● What the exercise asks:
Each line shown below should be copied exactly.

(Collected data)
______
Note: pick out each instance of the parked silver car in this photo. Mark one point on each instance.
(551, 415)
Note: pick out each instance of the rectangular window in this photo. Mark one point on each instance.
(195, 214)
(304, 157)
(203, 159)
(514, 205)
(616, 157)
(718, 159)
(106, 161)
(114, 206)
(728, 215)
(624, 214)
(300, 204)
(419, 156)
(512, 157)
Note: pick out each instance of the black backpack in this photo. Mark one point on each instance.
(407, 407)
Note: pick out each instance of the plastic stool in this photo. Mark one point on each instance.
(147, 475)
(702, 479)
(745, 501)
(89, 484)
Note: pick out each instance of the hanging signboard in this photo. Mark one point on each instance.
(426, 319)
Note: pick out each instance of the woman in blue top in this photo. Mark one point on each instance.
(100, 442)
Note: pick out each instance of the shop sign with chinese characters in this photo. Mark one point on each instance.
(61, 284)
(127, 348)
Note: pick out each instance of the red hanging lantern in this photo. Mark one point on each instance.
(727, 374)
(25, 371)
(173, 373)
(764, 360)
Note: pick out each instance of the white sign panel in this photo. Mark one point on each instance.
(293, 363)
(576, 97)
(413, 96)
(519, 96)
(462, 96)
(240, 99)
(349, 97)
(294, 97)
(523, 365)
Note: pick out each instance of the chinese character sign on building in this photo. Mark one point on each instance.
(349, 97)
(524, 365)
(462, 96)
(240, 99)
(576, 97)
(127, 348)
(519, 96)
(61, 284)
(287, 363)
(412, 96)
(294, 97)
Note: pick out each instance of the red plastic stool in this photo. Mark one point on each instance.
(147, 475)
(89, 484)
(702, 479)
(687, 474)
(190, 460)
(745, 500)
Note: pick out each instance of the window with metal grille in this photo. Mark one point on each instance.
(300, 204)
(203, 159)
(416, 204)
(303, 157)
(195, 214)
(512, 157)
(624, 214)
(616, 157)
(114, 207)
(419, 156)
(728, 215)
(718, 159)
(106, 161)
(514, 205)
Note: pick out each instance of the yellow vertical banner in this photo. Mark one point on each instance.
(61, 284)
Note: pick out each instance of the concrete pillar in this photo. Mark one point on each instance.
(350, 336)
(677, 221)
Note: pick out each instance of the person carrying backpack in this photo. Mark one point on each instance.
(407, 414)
______
● Response for this exercise:
Note: pick out each instance of the parked silver car in this photo. Mark one point on each instance.
(551, 415)
Note: pick out each instance of the rectangular window in this photo. Mark one point on each instance.
(195, 214)
(304, 157)
(203, 159)
(514, 205)
(616, 157)
(718, 159)
(106, 161)
(114, 206)
(728, 215)
(624, 214)
(300, 204)
(419, 156)
(512, 157)
Note: pick out each instance of the black backpack in this photo. Mark one point on each instance.
(407, 407)
Note: pick out each instance of the plastic stool in this photo. Mark one point on each instance.
(147, 475)
(702, 479)
(745, 501)
(89, 484)
Note: pick out each instance of the hanging signboard in this photo. Mark one point on each instance.
(426, 319)
Note: pick out each instance of the woman in blue top in this photo. Mark one point on each instance.
(100, 442)
Note: pick out each instance of the shop sign with chinese characters in this photo. Mark one point on each instance.
(61, 284)
(127, 348)
Note: pick out each instance of the red hanging lantern in this photo. Mark one point on each instance.
(727, 374)
(25, 371)
(173, 373)
(764, 360)
Note: pick out each instance of the white sign panel in this photo. Mark one point on each instance.
(293, 363)
(576, 97)
(413, 96)
(519, 96)
(462, 96)
(240, 99)
(349, 97)
(294, 97)
(523, 365)
Note: pick out each instance of the chinese character sign on building in this photo. Mark one point on each instance.
(349, 97)
(524, 365)
(462, 96)
(240, 99)
(576, 97)
(127, 348)
(519, 96)
(61, 284)
(287, 363)
(412, 96)
(294, 97)
Note: pick out each instance of the red plastic stool in this photo. Mark one point on each instance.
(147, 475)
(89, 484)
(702, 479)
(687, 474)
(190, 460)
(745, 500)
Note: pick out each instance of the window with metal grille in this photo. Mark one point on each instance.
(300, 204)
(203, 159)
(416, 204)
(303, 157)
(195, 214)
(512, 157)
(624, 214)
(616, 157)
(114, 207)
(419, 156)
(728, 215)
(718, 159)
(106, 161)
(514, 205)
Note: pick out each instance of the yellow vertical banner in this photo. Mark one point on each instance.
(61, 284)
Note: pick out each instance of the concrete pillar in this photo. Mark one point on each instance.
(350, 336)
(677, 221)
Note: pick out each instance of the person carrying backpack in this photo. Mark one point on each instance.
(407, 414)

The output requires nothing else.